## start Data section

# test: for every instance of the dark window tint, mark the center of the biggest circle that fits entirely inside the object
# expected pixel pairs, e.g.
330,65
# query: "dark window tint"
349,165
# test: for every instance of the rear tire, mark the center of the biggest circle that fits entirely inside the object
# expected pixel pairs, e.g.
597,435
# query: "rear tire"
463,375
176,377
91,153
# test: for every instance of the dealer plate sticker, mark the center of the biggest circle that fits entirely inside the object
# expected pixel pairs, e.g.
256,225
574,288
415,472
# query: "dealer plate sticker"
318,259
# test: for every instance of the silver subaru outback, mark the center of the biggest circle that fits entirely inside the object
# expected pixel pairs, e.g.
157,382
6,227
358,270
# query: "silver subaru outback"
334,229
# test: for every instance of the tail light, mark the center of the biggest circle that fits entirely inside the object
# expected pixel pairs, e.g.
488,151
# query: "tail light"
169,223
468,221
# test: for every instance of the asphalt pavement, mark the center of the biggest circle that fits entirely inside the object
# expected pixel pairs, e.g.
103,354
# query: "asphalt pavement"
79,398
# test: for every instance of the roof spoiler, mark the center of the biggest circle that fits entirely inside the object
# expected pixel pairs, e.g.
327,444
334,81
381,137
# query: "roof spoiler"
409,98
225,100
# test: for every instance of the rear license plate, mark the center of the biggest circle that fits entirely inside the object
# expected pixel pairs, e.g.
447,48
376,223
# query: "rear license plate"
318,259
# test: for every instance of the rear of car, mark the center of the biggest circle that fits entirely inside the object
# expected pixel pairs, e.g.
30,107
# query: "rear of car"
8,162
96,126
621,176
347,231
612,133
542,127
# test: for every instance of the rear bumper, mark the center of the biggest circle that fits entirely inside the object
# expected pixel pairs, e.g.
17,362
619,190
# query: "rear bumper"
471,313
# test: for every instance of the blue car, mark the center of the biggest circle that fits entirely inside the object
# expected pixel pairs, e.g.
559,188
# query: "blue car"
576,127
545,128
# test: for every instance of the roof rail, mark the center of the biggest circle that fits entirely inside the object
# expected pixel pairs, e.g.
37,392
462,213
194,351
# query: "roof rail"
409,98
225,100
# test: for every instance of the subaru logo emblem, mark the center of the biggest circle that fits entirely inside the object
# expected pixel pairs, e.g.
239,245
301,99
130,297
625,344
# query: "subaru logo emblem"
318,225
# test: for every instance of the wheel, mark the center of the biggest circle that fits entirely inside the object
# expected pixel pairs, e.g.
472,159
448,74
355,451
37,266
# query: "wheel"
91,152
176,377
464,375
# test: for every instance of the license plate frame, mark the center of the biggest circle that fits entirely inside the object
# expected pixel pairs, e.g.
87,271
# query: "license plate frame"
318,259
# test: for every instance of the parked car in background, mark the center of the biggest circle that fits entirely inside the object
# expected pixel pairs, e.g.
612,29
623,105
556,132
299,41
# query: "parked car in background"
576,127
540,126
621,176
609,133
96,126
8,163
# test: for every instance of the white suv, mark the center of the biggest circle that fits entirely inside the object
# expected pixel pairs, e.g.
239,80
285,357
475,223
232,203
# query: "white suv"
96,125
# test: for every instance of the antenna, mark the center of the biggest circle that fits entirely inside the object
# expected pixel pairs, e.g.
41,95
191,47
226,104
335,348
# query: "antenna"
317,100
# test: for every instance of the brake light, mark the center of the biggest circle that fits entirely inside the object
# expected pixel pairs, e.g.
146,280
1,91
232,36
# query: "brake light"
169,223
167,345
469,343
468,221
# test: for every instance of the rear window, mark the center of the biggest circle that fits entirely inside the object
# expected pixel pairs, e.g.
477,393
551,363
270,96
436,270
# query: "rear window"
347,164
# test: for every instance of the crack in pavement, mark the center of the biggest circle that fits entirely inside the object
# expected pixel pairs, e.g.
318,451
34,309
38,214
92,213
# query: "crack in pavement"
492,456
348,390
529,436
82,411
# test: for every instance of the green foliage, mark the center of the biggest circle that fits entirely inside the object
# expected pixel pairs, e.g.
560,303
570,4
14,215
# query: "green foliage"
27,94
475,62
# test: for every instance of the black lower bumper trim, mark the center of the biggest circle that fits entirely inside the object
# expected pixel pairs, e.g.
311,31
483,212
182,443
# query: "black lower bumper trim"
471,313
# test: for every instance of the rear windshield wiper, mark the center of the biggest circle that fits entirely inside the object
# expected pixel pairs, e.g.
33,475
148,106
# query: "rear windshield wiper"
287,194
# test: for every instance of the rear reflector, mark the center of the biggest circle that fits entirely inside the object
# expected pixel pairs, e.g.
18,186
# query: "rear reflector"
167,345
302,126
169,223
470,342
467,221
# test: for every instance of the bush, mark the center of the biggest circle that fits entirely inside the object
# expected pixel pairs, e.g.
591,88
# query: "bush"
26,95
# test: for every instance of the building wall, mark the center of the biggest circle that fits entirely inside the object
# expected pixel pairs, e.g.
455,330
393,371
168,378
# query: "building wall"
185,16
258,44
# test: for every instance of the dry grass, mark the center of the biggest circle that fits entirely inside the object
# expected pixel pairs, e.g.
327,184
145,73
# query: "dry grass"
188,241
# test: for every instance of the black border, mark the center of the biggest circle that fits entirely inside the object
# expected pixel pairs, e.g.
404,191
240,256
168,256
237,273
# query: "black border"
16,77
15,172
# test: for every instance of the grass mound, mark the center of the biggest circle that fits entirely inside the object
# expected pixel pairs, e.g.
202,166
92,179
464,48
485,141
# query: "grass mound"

## end Data section

Copy out every line from the line containing "# test: for every instance of the dry" through the end of the material, adding 61 to each coordinate in the answers.

# test: for every instance of the dry grass, mark the center of the biggest circle that fits entirely inside the object
# expected pixel pairs, e.g.
327,184
145,73
# query: "dry grass"
249,302
# test: for every instance of the black border, mark the center of the biggest circle that fits entirely inside the object
# expected pixel pairs, e.g.
404,191
240,256
168,256
237,273
# query: "black border"
77,138
76,233
# test: for every instance of the grass mound, mark the center of the biggest circle that fits entirely inside the object
# expected pixel pairs, e.g.
202,166
92,179
464,48
485,141
# query: "grass mound"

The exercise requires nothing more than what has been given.